__EXERCISE INSTRUCTIONS__. Repeat all of the rows below verbatim, line for line.

__MATERIAL PROVIDED__.
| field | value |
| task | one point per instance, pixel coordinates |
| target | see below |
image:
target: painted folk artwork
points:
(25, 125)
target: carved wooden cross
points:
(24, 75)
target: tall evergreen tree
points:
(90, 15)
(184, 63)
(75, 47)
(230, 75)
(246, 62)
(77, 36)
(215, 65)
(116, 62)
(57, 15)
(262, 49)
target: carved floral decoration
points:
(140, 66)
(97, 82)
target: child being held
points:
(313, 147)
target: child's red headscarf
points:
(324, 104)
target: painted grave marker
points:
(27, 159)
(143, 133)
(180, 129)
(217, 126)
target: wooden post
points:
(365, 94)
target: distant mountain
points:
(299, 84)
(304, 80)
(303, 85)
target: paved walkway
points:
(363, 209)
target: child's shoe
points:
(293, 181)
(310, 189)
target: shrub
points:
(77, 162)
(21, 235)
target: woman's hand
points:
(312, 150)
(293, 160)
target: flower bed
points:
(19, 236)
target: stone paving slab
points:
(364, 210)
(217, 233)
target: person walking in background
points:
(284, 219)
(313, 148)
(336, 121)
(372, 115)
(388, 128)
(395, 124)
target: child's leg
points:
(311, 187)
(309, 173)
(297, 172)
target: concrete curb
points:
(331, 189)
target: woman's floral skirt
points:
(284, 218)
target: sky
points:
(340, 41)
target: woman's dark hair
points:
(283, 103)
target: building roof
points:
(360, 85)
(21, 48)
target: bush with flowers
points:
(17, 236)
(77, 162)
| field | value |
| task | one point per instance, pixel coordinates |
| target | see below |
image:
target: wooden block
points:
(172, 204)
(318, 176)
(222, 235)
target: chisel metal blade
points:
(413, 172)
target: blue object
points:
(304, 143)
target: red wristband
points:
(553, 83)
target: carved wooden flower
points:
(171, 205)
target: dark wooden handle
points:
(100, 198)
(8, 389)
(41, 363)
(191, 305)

__COMPLETED EXERCISE__.
| field | value |
| task | one point per instance, pixel coordinates |
| target | see below |
image:
target: painted folk artwork
points:
(25, 125)
target: carved wooden cross
points:
(24, 75)
target: tall evergreen tree
points:
(90, 15)
(184, 63)
(75, 47)
(230, 75)
(246, 62)
(77, 36)
(215, 65)
(116, 62)
(57, 15)
(262, 49)
target: carved floral decoration
points:
(140, 66)
(97, 82)
target: child being held
points:
(313, 147)
target: child's red headscarf
points:
(324, 104)
target: painted grave marker
points:
(27, 159)
(143, 133)
(180, 129)
(217, 126)
target: wooden post
points:
(365, 94)
target: distant mountain
points:
(299, 84)
(304, 80)
(303, 85)
target: paved walkway
points:
(363, 209)
target: child's shoe
points:
(293, 181)
(310, 189)
target: shrub
points:
(77, 162)
(21, 235)
target: woman's hand
points:
(312, 150)
(293, 160)
target: flower bed
points:
(19, 236)
target: stone paving slab
points:
(364, 210)
(217, 233)
target: person walking in background
points:
(284, 219)
(313, 148)
(336, 121)
(372, 115)
(388, 128)
(395, 124)
target: child's leg
points:
(311, 187)
(309, 173)
(297, 172)
target: concrete curb
points:
(331, 189)
target: woman's floral skirt
points:
(284, 218)
target: sky
points:
(340, 41)
target: woman's dark hair
points:
(283, 103)
target: building roof
points:
(360, 85)
(21, 48)
target: bush with flowers
points:
(17, 236)
(77, 162)
| field | value |
| task | one point per instance, pixel coordinates |
| target | see below |
image:
target: wooden block
points:
(172, 204)
(318, 176)
(222, 235)
target: chisel metal blade
points:
(413, 172)
target: blue object
points:
(304, 143)
target: red wristband
points:
(553, 83)
target: carved wooden flower
points:
(171, 205)
target: dark wooden handle
points:
(100, 198)
(8, 389)
(41, 363)
(191, 305)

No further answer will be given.